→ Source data
************

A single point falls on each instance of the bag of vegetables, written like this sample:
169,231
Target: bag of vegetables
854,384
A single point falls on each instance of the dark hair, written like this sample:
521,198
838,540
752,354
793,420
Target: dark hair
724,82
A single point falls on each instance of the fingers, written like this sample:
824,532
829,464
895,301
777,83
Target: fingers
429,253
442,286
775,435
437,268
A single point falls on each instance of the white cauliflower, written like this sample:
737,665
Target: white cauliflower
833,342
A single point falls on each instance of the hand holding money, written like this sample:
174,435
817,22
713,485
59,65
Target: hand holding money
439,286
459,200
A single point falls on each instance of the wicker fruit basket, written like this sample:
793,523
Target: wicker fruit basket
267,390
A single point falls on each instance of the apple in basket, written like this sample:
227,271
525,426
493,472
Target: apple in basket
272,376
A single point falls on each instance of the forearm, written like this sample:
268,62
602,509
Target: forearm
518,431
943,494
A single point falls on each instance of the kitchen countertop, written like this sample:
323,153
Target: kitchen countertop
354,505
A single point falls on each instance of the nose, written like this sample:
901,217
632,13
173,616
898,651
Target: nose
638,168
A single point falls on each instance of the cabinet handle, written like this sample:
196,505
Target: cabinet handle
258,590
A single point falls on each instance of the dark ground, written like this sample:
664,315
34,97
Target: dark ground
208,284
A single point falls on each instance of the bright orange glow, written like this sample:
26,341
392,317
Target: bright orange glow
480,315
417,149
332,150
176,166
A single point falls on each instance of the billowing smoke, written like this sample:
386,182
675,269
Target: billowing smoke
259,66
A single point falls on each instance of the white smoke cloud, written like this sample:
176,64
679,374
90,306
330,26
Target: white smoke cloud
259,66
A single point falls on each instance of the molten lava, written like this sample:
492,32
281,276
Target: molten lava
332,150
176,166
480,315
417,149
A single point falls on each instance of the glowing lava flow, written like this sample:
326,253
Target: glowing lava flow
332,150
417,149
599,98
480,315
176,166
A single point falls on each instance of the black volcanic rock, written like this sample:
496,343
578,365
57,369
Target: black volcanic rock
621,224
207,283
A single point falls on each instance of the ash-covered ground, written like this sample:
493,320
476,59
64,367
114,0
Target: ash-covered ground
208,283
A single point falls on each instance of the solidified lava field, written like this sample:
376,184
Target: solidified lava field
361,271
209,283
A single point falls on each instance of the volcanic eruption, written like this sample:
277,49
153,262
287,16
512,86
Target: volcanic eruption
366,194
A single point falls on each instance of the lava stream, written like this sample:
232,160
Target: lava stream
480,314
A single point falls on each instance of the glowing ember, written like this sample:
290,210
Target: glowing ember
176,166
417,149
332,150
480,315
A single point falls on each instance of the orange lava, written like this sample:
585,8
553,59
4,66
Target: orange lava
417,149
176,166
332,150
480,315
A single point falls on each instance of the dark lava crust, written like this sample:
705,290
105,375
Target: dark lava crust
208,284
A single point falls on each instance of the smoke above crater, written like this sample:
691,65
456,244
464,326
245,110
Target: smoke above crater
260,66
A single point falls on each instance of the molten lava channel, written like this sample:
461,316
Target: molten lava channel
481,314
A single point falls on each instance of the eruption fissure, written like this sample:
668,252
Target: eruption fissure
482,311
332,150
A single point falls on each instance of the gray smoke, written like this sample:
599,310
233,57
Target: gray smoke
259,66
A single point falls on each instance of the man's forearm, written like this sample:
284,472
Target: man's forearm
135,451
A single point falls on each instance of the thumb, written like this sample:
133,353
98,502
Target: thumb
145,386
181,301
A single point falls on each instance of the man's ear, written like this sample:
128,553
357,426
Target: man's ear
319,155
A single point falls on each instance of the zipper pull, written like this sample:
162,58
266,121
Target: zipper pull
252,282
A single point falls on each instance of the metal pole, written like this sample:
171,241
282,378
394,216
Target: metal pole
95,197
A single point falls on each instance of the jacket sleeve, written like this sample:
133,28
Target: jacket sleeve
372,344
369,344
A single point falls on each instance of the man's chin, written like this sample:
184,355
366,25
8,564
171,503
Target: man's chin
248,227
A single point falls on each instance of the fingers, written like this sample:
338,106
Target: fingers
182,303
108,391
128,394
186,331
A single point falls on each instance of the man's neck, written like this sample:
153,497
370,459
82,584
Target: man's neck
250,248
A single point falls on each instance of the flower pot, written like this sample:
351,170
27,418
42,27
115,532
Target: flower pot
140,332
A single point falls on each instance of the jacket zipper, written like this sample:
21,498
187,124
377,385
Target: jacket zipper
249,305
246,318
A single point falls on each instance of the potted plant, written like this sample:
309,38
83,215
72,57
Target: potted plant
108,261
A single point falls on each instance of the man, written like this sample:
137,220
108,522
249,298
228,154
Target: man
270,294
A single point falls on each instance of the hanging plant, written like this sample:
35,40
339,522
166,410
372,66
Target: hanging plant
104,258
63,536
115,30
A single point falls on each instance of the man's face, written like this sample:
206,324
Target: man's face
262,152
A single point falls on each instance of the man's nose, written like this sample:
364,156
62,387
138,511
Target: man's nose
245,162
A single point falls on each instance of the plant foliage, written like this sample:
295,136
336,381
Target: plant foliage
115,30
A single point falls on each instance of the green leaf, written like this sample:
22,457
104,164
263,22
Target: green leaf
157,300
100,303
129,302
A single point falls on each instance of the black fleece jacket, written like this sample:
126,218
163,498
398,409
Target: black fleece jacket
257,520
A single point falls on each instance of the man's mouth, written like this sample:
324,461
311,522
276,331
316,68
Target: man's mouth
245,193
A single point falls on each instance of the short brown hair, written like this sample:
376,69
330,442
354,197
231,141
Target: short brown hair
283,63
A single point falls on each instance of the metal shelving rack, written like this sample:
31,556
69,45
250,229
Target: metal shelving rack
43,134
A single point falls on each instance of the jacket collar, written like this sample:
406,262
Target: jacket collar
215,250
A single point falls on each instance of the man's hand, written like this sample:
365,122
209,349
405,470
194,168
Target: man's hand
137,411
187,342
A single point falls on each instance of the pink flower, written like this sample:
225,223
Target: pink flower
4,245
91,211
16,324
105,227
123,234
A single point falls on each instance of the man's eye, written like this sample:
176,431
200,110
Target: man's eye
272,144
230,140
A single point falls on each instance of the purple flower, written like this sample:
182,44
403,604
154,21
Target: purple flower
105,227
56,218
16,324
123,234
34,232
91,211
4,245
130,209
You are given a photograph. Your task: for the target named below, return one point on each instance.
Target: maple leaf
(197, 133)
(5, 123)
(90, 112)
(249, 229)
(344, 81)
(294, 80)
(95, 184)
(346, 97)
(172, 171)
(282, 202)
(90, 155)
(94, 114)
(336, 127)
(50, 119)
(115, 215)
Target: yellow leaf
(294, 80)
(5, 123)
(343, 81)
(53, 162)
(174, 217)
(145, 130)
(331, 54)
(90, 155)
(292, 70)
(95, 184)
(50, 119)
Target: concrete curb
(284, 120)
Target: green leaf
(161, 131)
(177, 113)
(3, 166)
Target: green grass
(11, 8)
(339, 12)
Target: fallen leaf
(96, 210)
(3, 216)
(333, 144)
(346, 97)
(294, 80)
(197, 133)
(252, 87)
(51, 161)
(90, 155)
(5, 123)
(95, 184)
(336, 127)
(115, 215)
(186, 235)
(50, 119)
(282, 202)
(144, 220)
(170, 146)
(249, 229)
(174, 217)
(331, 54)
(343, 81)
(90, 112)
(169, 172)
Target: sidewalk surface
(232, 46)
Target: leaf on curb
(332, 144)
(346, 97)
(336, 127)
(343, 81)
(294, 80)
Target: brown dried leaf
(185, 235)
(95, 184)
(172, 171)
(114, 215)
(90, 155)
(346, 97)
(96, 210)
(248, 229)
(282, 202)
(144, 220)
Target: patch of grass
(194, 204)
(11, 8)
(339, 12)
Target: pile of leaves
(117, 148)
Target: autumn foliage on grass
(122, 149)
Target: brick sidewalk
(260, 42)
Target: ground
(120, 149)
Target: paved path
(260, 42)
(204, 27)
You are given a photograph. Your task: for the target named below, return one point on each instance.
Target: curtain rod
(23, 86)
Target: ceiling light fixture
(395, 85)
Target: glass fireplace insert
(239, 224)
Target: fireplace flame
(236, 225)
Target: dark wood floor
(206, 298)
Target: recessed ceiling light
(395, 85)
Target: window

************

→ Aim of the task
Produce an exact repeat of the lines from the one containing "Target: sidewalk surface" through the last line of the data, and nothing more.

→ Answer to this task
Target: sidewalk surface
(232, 46)
Target: leaf on curb
(332, 144)
(346, 97)
(336, 127)
(343, 81)
(294, 80)
Target: brown dried leaf
(185, 235)
(95, 184)
(172, 171)
(114, 215)
(90, 155)
(346, 97)
(96, 210)
(248, 229)
(282, 202)
(144, 220)
Target: patch of grass
(194, 204)
(11, 8)
(339, 12)
Target: pile of leaves
(117, 148)
Target: autumn foliage on grass
(122, 149)
Target: brick sidewalk
(260, 42)
Target: ground
(120, 149)
Target: paved path
(260, 42)
(204, 27)
You are given a photograph. Your task: for the target named below, return one point on each instance.
Target: curtain rod
(23, 86)
Target: ceiling light fixture
(395, 85)
Target: glass fireplace insert
(239, 224)
Target: fireplace flame
(236, 225)
Target: dark wood floor
(206, 298)
Target: recessed ceiling light
(395, 85)
Target: window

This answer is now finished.